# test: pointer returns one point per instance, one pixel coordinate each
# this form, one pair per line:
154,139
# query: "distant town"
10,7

□ □ □ □ □

▶ _EXERCISE PROMPT_: Exactly as written, please output every entry.

▶ _EXERCISE SOLUTION_:
# test: pointer returns one point per instance, one pixel coordinate each
# this form, one pair per line:
154,139
# query: "distant town"
10,7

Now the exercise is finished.